*** EXCERPT ***
# Do you still need a license or permit when using fulfillment websites?



## primkimichi (Jun 27, 2008)

When using fulfillment sites, or even ebay or etsy, do you still have to get a license or something? like a seller's permit or resale number?


----------



## Rodney (Nov 3, 2004)

It depends on the venue. Check with each place and see how the money is collected and how the sales work.

With cafepress, spreadshirt, printfection, you don't need a seller's permit to sell via those sites. That's because those sites are actually the merchant that is selling to the customer. They are collecting sales tax on the end sale and reporting it to the state that they live in. You are just getting "commissions" from those sales.

Via etsy, I don't think you need one either, but it depends on if the customer is paying you directly and the laws of your particular state.

With PrintMojo, you don't need one if you don't live in California (where PrintMojo is). Since with PrintMojo, you are actually purchasing custom printed merchandise wholesale, if you are in CA, in order to avoid sales tax on your inventory purchases, you would need a CA seller's permit. If you are outside CA, then you wouldn't need a seller's permit.
***
**AIM OF THE TASK**
From the seller's permit thread above, copy out the passage starting at "## primkimichi (Jun" and ending at "the sales work.".
*** LISTING ***
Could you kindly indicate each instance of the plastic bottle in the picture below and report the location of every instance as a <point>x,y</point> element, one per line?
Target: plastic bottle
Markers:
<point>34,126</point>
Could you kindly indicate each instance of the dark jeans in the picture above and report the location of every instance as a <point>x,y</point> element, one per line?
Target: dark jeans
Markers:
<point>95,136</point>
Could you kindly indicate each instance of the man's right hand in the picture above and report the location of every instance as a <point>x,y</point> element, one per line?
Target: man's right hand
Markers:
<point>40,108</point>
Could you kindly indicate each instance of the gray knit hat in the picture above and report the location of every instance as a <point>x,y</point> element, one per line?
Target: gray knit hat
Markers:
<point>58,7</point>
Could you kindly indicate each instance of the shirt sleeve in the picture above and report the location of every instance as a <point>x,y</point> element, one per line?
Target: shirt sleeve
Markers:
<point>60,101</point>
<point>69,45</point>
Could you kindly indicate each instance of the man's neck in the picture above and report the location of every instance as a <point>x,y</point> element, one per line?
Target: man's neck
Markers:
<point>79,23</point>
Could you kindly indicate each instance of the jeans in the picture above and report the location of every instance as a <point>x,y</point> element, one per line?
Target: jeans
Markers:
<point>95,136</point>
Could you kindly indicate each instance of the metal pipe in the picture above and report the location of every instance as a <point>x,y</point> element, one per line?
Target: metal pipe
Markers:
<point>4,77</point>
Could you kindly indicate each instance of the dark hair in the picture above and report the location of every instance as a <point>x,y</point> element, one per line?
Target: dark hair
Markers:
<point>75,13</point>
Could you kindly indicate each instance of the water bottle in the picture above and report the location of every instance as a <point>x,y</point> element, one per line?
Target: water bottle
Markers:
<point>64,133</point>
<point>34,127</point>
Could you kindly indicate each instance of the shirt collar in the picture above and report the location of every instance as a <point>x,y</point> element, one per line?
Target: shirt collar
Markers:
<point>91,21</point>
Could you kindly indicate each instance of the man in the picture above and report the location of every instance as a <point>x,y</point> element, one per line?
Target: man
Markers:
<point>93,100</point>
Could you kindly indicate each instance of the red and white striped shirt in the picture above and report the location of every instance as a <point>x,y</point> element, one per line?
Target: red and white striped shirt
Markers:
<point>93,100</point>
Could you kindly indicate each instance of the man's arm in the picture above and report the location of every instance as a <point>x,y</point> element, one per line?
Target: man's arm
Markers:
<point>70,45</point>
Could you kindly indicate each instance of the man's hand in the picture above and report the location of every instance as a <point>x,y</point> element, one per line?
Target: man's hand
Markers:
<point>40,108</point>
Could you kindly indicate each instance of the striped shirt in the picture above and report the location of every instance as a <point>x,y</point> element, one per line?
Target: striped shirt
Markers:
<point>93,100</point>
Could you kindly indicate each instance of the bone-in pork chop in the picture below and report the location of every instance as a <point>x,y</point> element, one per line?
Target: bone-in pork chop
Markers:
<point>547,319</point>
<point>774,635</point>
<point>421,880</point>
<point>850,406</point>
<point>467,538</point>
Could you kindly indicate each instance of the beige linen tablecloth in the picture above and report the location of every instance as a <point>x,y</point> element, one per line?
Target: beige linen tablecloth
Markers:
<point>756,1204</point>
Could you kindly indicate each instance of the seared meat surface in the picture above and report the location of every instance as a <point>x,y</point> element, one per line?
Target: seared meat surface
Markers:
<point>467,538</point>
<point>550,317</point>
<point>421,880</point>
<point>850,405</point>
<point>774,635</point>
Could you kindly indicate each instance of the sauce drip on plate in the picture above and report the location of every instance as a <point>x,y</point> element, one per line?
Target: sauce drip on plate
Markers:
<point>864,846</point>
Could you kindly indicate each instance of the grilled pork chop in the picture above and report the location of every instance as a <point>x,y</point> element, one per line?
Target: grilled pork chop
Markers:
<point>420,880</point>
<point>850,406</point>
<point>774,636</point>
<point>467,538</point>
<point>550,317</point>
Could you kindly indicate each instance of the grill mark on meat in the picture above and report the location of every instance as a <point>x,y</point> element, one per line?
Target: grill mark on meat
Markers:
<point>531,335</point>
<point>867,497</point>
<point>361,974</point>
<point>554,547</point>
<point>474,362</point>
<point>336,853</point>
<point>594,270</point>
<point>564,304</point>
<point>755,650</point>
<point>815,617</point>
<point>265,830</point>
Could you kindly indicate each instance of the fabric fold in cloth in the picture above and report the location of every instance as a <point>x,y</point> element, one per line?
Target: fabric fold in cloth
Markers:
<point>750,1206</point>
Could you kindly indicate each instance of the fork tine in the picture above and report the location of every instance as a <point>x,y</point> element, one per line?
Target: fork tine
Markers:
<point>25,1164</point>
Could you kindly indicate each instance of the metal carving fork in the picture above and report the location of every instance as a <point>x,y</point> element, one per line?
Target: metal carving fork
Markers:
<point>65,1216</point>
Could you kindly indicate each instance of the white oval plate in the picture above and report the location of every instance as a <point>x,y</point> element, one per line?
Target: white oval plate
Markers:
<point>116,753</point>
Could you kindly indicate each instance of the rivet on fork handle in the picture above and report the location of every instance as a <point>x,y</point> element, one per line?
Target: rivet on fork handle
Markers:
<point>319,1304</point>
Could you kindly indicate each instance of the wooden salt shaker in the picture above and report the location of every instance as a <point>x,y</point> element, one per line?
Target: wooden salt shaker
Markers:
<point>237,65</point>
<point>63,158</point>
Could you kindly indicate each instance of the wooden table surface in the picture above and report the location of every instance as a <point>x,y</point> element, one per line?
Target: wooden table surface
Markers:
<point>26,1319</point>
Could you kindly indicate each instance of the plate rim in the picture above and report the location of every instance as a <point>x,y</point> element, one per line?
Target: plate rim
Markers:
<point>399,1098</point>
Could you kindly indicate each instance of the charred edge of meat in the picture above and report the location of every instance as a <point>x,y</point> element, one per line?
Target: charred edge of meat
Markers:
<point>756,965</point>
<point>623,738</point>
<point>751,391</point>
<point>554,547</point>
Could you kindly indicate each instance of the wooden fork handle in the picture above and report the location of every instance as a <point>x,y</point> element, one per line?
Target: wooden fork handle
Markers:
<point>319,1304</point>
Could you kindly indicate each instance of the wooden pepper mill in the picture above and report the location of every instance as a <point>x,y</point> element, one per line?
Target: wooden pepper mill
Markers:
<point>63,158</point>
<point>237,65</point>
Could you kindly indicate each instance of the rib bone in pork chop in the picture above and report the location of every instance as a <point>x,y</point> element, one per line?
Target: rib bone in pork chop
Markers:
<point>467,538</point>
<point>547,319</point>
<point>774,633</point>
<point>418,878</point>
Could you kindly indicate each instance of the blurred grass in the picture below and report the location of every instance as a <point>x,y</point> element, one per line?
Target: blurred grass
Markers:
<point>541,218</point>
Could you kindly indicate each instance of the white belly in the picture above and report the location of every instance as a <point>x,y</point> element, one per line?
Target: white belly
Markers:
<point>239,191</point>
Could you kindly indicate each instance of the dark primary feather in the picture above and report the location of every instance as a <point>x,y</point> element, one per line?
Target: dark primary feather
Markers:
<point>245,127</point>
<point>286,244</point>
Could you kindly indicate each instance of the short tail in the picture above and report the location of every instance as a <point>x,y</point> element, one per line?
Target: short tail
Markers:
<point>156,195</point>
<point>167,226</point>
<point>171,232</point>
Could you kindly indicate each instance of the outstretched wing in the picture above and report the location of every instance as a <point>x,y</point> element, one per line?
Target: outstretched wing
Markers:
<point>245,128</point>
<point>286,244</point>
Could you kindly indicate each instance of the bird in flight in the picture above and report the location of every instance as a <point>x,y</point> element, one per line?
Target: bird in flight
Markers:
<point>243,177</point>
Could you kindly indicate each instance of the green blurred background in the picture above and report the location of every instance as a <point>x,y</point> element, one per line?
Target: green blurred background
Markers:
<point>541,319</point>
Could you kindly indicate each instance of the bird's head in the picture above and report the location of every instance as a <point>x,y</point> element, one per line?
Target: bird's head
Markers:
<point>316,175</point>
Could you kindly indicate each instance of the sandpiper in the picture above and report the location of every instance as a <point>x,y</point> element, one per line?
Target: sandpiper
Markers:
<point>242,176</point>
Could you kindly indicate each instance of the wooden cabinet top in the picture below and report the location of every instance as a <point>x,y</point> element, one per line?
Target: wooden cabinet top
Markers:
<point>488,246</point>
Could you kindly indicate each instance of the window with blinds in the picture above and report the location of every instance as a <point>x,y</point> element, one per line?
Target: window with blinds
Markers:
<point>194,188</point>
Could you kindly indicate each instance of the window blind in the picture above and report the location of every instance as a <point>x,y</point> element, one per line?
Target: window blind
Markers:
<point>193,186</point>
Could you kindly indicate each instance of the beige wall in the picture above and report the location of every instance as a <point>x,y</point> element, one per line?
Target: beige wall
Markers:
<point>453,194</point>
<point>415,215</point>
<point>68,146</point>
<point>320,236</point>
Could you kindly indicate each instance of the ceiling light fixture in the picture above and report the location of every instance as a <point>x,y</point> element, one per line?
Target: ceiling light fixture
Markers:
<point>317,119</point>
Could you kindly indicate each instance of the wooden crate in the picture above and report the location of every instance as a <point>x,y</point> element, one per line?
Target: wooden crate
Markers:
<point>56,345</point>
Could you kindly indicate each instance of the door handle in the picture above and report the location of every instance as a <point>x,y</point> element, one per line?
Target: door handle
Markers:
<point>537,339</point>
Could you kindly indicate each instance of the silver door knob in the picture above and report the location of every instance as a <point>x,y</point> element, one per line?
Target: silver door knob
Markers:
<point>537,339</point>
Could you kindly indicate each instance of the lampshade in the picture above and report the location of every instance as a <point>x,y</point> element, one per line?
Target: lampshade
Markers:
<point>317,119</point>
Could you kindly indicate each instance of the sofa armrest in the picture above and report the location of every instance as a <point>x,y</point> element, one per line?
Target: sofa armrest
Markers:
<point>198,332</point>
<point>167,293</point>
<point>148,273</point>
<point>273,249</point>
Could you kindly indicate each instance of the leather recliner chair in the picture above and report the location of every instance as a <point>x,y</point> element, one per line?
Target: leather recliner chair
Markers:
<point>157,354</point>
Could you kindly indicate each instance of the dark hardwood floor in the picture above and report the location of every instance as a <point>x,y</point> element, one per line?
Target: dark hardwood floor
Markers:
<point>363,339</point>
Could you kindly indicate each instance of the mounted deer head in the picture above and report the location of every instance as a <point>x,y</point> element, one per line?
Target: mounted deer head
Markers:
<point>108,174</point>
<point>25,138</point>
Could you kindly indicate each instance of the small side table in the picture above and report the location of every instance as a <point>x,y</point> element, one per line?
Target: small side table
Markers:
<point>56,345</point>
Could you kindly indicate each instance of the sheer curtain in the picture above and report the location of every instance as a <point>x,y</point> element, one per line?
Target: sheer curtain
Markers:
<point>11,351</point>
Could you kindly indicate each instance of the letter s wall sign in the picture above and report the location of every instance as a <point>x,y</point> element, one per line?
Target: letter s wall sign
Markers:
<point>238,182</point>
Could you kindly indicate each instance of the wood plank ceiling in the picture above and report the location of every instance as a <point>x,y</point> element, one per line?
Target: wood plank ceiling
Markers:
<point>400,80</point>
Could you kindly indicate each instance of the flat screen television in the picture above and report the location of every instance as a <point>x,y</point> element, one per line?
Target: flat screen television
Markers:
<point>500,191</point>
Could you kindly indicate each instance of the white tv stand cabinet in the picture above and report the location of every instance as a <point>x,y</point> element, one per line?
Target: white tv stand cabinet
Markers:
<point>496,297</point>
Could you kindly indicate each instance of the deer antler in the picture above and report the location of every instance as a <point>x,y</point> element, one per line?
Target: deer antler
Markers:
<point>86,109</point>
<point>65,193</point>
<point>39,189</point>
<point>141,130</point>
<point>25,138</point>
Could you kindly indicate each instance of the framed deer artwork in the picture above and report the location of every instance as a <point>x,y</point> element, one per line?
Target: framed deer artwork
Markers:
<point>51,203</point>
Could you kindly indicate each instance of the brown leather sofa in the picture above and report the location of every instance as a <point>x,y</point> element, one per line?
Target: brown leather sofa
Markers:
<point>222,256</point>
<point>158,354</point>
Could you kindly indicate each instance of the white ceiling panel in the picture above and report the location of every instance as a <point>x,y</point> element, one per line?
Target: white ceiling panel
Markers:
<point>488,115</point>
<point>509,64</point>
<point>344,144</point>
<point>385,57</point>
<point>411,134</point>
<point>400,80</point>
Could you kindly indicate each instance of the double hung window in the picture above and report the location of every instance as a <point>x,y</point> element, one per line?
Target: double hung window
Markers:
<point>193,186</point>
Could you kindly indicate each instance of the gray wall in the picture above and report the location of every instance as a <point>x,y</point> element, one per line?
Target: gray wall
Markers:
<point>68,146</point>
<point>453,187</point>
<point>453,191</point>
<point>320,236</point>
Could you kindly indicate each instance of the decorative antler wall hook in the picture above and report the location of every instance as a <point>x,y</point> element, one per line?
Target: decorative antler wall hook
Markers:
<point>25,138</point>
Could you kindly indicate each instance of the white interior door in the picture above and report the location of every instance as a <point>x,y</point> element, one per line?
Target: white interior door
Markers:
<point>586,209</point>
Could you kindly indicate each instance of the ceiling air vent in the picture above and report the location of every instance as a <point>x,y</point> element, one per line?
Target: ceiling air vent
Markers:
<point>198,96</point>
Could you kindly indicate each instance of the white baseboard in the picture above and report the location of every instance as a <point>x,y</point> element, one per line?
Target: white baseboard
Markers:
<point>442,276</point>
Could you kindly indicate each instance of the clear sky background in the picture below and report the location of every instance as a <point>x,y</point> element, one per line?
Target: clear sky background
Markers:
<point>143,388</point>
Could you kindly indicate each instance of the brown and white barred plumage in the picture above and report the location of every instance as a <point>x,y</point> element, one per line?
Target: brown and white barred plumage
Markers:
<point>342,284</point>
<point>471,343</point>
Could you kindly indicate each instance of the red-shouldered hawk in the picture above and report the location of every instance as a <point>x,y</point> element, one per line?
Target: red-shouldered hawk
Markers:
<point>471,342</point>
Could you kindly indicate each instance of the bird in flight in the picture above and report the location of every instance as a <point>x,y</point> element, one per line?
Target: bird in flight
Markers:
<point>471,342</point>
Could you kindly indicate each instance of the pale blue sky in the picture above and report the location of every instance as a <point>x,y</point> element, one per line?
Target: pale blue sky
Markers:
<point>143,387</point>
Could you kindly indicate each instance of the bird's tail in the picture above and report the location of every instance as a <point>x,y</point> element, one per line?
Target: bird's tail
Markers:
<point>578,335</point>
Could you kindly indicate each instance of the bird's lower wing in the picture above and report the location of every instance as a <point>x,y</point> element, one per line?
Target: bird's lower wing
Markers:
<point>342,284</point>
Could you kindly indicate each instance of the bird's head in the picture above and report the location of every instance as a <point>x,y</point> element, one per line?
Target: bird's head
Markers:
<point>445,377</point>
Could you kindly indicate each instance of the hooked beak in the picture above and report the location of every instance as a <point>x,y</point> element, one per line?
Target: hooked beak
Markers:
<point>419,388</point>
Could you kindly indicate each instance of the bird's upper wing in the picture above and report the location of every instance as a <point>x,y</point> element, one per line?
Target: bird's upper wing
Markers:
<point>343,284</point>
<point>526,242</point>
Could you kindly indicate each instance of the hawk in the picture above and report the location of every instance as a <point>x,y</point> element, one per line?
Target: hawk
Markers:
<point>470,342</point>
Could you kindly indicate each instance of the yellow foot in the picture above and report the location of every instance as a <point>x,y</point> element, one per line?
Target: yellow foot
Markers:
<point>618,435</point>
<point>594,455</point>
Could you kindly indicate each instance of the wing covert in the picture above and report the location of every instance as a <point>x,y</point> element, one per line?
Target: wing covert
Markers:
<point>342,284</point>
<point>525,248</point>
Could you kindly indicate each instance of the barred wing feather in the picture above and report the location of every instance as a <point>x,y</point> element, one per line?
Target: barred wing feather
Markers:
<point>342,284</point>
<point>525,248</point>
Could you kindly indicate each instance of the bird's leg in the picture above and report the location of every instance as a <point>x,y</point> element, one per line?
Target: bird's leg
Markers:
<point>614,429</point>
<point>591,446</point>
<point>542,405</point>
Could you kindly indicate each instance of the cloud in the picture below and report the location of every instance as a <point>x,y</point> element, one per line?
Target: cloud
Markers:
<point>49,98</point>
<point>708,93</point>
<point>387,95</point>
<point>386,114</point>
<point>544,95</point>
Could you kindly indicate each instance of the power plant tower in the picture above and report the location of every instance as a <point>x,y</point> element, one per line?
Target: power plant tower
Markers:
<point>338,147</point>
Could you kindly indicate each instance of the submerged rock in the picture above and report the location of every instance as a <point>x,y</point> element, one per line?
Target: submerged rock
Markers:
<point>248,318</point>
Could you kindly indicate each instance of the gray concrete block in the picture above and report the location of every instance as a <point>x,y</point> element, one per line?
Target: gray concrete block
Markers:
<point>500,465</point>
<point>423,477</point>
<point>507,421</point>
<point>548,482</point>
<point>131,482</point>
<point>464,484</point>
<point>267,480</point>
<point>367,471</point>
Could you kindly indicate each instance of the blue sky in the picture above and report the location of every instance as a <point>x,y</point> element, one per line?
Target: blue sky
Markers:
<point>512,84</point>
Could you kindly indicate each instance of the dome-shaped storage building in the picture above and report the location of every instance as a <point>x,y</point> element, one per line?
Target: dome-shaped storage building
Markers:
***
**REPLY**
## primkimichi (Jun 27, 2008)

When using fulfillment sites, or even ebay or etsy, do you still have to get a license or something? like a seller's permit or resale number?


----------



## Rodney (Nov 3, 2004)

It depends on the venue. Check with each place and see how the money is collected and how the sales work.